* _Краткое задание_
Перепишите дословно фрагмент отрывка о философии человеческой активности — от слов «Теперь следует рассмотреть» до слов «на таком пути.» включительно.
──────── Отрывок
Именно в подобной необходимости, обусловленной имманентной конкурентностью общественного бытия, и заключены истоки "единства", или, если угодно, необходимость такой его – универсальной – формы.
И если естественный мир (природа), выступая предметом (естественной) животной активности, не полагает для неё необходимости такого рода способа пребывания, то по отношению к человеку дело, очевидно, меняется.
Продолжая мысль Гегеля в этом пункте, следует допустить, что именно изменение предмета активности обусловили изменение способа его восприятия (саму активность на него реагирующего) и те критические в отношении природы человека перемены, которые мы уже частично рассмотрели.
Мы уже ввели в построения допущение, в соответствии с которым предметность мироориентации предков обусловлена ведущим мотивом их взаимо-присутствия, иначе, иной общностью как фактором, целиком детерминирующим поведение данной.
Теперь следует рассмотреть эту гипотезу с точки зрения "условия возможности", и, в соответствии с достаточно традиционными критериями, с точки зрения технической или "реальной" возможности утверждения нового способа миро-ориентации (поведенческой активности), столь отличающего человека от животного. Речь в такой связи должна зайти прежде всего об освобождении от уз инстинктивной детерминации, поскольку вне этого освобождения изменение способа поведения-восприятия помыслить невозможно.
И, в отсутствии как святого, так и гегелевского Духа, нам необходимо указать на чрезвычайно определенные и не менее реальные механизмы подобного освобождения, тем самым намечая принципиальные сложности, возникающие на таком пути.
*
Попытаемся выполнить эту задачу, памятуя о том, что "инстинкт" подавляется и вытесняется отнюдь не "разумом" (тем более неокрепшим, "формирующимся"), но только иным "инстинктом" (желанием), более настоятельным (Спиноза). В такой связи вернемся к аналитике реально-возникающего бытия как бытию впервые возникающей реальности.
Гегель в той части рассуждений, в которой он отвлекается от "трансцендентальной аналитики синтетической апперцепции" и вникает в существо движущих человечеством мотивов, выдвигает на передний план достаточно психологический мотив "признания" (в сущности, весьма близкий честолюбию); рядом с ним колышутся тени "бытия к смерти" и иных предвестников "заступаний", каковые и определяют "человека" не формально (не со стороны способности постижения-действия), но содержательно.
────────────────
──────── Предоставленные материалы
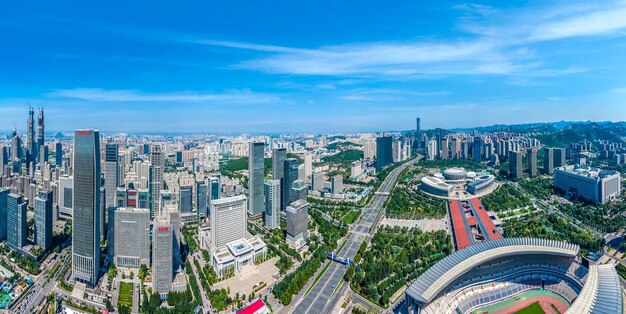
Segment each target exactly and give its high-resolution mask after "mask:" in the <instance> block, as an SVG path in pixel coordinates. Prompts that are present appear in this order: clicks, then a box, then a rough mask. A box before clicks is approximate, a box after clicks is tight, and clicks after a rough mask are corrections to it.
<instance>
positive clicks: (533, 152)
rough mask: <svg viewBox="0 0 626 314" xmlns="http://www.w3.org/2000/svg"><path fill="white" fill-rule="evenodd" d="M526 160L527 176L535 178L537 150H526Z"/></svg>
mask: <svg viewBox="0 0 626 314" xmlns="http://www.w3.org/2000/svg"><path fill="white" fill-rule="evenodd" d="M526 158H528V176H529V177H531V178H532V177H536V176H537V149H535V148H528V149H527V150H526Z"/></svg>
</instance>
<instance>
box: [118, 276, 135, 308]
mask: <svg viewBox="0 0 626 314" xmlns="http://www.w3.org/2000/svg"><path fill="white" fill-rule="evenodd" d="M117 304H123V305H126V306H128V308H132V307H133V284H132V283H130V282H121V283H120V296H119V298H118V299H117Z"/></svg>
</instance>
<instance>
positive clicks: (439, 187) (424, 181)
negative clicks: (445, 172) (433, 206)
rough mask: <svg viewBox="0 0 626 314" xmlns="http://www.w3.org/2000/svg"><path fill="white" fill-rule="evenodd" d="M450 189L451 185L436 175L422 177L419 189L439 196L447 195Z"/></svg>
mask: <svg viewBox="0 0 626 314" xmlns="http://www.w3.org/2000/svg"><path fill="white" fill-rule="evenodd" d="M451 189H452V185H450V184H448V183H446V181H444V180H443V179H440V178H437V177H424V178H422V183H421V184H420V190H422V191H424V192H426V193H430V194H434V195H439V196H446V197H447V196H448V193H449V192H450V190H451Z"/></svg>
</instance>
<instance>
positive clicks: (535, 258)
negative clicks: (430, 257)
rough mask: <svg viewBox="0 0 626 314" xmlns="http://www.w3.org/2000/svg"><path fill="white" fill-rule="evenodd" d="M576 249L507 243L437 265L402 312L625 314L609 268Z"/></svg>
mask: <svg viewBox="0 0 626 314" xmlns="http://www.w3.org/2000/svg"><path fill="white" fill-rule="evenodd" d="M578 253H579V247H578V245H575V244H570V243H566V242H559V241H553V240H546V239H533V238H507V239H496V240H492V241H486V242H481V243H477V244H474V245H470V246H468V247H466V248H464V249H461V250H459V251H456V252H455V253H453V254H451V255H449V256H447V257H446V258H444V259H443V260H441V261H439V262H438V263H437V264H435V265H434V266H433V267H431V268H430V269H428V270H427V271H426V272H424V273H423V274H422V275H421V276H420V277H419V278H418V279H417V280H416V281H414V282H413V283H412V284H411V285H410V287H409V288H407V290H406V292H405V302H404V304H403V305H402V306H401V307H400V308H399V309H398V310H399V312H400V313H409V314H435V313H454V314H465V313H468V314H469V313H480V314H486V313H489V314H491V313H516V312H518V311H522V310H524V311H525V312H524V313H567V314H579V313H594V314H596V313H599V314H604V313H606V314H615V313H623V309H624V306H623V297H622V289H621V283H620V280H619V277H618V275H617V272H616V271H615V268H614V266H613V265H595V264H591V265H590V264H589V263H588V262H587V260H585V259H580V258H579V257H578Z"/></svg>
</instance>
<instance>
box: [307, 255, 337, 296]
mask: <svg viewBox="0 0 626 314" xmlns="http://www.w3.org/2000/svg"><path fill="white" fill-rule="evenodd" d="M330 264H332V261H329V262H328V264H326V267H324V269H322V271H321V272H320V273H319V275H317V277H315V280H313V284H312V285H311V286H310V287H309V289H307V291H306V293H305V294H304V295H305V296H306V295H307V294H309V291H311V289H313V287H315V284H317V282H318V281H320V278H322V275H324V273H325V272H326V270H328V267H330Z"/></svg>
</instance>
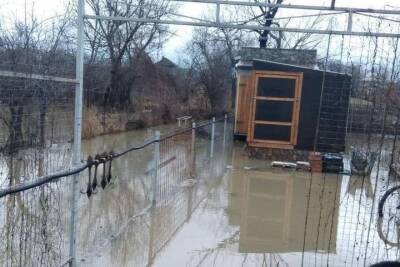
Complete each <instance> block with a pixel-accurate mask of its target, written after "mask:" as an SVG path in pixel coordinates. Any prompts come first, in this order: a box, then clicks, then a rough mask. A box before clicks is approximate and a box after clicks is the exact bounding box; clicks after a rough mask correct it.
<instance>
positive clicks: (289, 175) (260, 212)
────────────────
* _Ответ на задание_
Теперь следует рассмотреть эту гипотезу с точки зрения "условия возможности", и, в соответствии с достаточно традиционными критериями, с точки зрения технической или "реальной" возможности утверждения нового способа миро-ориентации (поведенческой активности), столь отличающего человека от животного. Речь в такой связи должна зайти прежде всего об освобождении от уз инстинктивной детерминации, поскольку вне этого освобождения изменение способа поведения-восприятия помыслить невозможно.
И, в отсутствии как святого, так и гегелевского Духа, нам необходимо указать на чрезвычайно определенные и не менее реальные механизмы подобного освобождения, тем самым намечая принципиальные сложности, возникающие на таком пути.